==== Tekst do przeczytania

Edysiek zazdroszcze wypadu pod namot:-). My też jeździmy zawsze nad takie pole namiotowe strzeżone tam jest jezioro i fajnie wogle bo facet nie wpuszcza młodziezy tylko właśnie rodziny z dziecmi, ale z małym to myślę że chyba jeszcze za zimno na noc. Milego sadzenia:-)

Gaja ja zauważyłam że mój jak się za duzo wybiega to też potem niespokojnie śpi może to z przemęczenia:confused: niewiem. A co do grilla to ja już normalnie nie mogę patrzeć kiełbasy wogle nie jadam i zrobiłam sobie szaszłyki z papryką pieczarką i piersią pycha normalnie tylko zapomnialam o cebuli. Były fajnie i małokaloryczne nie licząc małego piwka to spoko by było;-).

Alusia fajnie że już masz z głowy prezent dla męża ja zawsze mojemu daję kasę bo nigdy niewiem co by chciał.on zawsze mowi że ma dla mnie swojego tulipana:-D. Miłego przygotowywania ;-)

A co do dziewczyn w mojej rodzinie to u mnie nibywszystkie chude ale co niepomalowane tłuste włosy i ogromy cellulit i co im z tej chudości jak takie niechluje. Jak bym miała wygladać tak jak one to ja już wolę być gruba :-D:tak:.
 
A co wy tak kiepsko z tym pisaniem dziś? Weekend się już skończył;-)

========
==== Dostarczony materiał

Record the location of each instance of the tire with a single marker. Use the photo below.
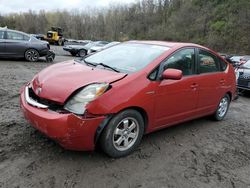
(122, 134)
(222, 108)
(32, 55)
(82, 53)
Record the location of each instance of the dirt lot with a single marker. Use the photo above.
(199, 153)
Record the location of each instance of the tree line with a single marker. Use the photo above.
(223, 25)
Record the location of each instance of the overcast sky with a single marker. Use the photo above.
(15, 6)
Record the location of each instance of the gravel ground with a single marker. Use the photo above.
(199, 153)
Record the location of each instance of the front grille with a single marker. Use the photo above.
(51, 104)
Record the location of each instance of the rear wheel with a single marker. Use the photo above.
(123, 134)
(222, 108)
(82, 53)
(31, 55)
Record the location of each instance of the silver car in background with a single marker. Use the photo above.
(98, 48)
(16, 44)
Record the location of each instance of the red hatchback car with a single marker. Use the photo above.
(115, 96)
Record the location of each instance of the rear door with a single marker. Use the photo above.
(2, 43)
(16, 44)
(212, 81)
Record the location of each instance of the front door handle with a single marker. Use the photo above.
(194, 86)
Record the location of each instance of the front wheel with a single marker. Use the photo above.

========

▸ Zadania do wykonania
1/ Odpowiedz na pytania do wpisu z forum:
(a) Kogo facet z pola namiotowego nie wpuszcza?
(b) Z czego autorka zrobiła sobie szaszłyki?
(c) Co autorka zawsze daje mężowi w prezencie?
2/ Przepisz dokładnie wszystkie wiersze wykazu, z pominięciem obrazów.
Wpis z forum i wykaz nie są ze sobą w żaden sposób powiązane.

▸ Rozwiązania
1/
(a) Młodzieży. Wpuszcza tylko rodziny z dziećmi.
(b) Z papryki, pieczarek i piersi. Zapomniała o cebuli.
(c) Kasę.

2/
Record the location of each instance of the tire with a single marker. Use the photo below.
(122, 134)
(222, 108)
(32, 55)
(82, 53)
Record the location of each instance of the dirt lot with a single marker. Use the photo above.
(199, 153)
Record the location of each instance of the tree line with a single marker. Use the photo above.
(223, 25)
Record the location of each instance of the overcast sky with a single marker. Use the photo above.
(15, 6)
Record the location of each instance of the gravel ground with a single marker. Use the photo above.
(199, 153)
Record the location of each instance of the front grille with a single marker. Use the photo above.
(51, 104)
Record the location of each instance of the rear wheel with a single marker. Use the photo above.
(123, 134)
(222, 108)
(82, 53)
(31, 55)
Record the location of each instance of the silver car in background with a single marker. Use the photo above.
(98, 48)
(16, 44)
Record the location of each instance of the red hatchback car with a single marker. Use the photo above.
(115, 96)
Record the location of each instance of the rear door with a single marker. Use the photo above.
(2, 43)
(16, 44)
(212, 81)
Record the location of each instance of the front door handle with a single marker. Use the photo above.
(194, 86)
Record the location of each instance of the front wheel with a single marker. Use the photo above.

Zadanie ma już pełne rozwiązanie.